(MATERIAL TO PROCESS begins)
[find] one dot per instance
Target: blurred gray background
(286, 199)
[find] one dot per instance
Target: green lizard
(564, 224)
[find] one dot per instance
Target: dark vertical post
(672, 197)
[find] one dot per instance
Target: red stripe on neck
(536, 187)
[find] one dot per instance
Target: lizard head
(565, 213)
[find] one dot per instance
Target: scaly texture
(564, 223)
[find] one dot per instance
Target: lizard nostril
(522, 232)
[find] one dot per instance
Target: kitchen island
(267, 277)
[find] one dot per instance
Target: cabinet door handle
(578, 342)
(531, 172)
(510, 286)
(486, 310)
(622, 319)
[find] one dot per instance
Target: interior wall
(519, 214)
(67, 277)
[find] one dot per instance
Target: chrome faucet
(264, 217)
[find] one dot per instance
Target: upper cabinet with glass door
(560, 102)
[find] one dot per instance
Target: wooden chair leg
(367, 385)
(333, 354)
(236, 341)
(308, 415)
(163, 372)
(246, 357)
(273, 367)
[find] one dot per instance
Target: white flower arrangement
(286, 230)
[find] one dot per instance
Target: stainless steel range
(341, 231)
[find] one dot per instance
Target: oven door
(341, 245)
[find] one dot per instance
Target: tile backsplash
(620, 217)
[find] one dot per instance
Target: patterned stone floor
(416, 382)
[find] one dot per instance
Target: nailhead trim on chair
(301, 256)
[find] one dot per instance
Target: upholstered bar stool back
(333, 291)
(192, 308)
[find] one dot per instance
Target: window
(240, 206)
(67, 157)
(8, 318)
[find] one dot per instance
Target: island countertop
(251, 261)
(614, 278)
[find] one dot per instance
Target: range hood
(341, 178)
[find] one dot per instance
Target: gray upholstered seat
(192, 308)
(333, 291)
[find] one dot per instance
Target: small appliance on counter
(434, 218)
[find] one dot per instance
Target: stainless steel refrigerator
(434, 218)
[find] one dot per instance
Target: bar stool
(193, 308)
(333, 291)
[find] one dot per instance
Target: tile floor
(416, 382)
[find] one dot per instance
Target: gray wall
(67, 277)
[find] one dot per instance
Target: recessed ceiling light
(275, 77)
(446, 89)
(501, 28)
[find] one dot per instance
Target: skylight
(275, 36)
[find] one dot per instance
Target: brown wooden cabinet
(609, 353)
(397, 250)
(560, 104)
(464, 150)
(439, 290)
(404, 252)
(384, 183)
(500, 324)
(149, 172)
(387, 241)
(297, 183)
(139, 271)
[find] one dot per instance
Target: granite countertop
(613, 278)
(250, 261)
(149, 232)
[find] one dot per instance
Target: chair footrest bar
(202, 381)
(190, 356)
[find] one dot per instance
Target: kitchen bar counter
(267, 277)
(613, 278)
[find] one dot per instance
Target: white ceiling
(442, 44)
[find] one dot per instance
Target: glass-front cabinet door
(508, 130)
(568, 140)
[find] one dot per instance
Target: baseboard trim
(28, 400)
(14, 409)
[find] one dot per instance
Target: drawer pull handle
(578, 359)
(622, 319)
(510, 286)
(MATERIAL TO PROCESS ends)
> _TASK TO COMPLETE_: The complete material above is to be retyped word for word.

> _REPLY TO THE EXERCISE_:
[find] one dot per instance
Target: blurred gray background
(286, 199)
[find] one dot per instance
Target: green lizard
(564, 224)
[find] one dot per instance
Target: dark vertical post
(672, 197)
[find] one dot per instance
Target: red stripe on neck
(536, 187)
[find] one dot per instance
Target: lizard head
(565, 213)
[find] one dot per instance
Target: scaly texture
(564, 223)
[find] one dot per instance
Target: lizard nostril
(522, 232)
[find] one dot per instance
Target: kitchen island
(267, 277)
[find] one dot per instance
Target: cabinet door handle
(578, 342)
(531, 172)
(510, 286)
(486, 310)
(622, 319)
[find] one dot per instance
Target: interior wall
(519, 214)
(67, 277)
[find] one dot per instance
Target: chrome faucet
(264, 217)
[find] one dot per instance
Target: upper cabinet with glass door
(560, 102)
[find] one dot per instance
Target: wooden chair leg
(367, 385)
(333, 354)
(236, 341)
(308, 415)
(163, 372)
(246, 357)
(273, 367)
[find] one dot per instance
Target: white flower arrangement
(286, 230)
[find] one dot per instance
Target: stainless steel range
(341, 231)
[find] one dot per instance
Target: oven door
(341, 245)
[find] one dot per instance
Target: tile backsplash
(620, 217)
[find] one dot per instance
Target: patterned stone floor
(416, 382)
[find] one dot per instance
Target: nailhead trim on chair
(301, 256)
[find] one dot per instance
Target: upholstered bar stool back
(333, 291)
(192, 308)
[find] one dot per instance
Target: window
(240, 206)
(67, 157)
(8, 318)
[find] one dot per instance
Target: island countertop
(251, 261)
(614, 278)
[find] one dot per instance
Target: range hood
(341, 178)
[find] one dot per instance
Target: gray upholstered seat
(192, 308)
(333, 291)
[find] one dot per instance
Target: small appliance on counter
(434, 218)
[find] one dot per instance
Target: stainless steel refrigerator
(434, 218)
[find] one dot per instance
Target: bar stool
(193, 308)
(333, 291)
[find] one dot per instance
Target: tile floor
(416, 382)
[find] one dot per instance
Target: gray wall
(67, 277)
[find] one dot per instance
Target: recessed ceiling light
(275, 77)
(446, 89)
(501, 28)
[find] one dot per instance
Target: skylight
(275, 36)
[find] one dot per instance
Target: brown wooden cabinet
(609, 353)
(397, 250)
(560, 104)
(464, 150)
(439, 290)
(404, 252)
(384, 183)
(500, 324)
(149, 172)
(387, 241)
(297, 183)
(139, 271)
[find] one dot per instance
Target: granite countertop
(613, 278)
(250, 261)
(149, 232)
[find] one dot per instance
Target: chair footrest bar
(202, 381)
(190, 356)
[find] one dot per instance
Target: kitchen bar counter
(267, 277)
(613, 278)
[find] one dot per instance
Target: white ceiling
(442, 44)
[find] one dot per instance
Target: glass-front cabinet door
(508, 130)
(568, 140)
[find] one dot per instance
Target: baseboard trim
(28, 400)
(14, 409)
[find] one dot per instance
Target: drawer pull handle
(578, 359)
(622, 319)
(510, 286)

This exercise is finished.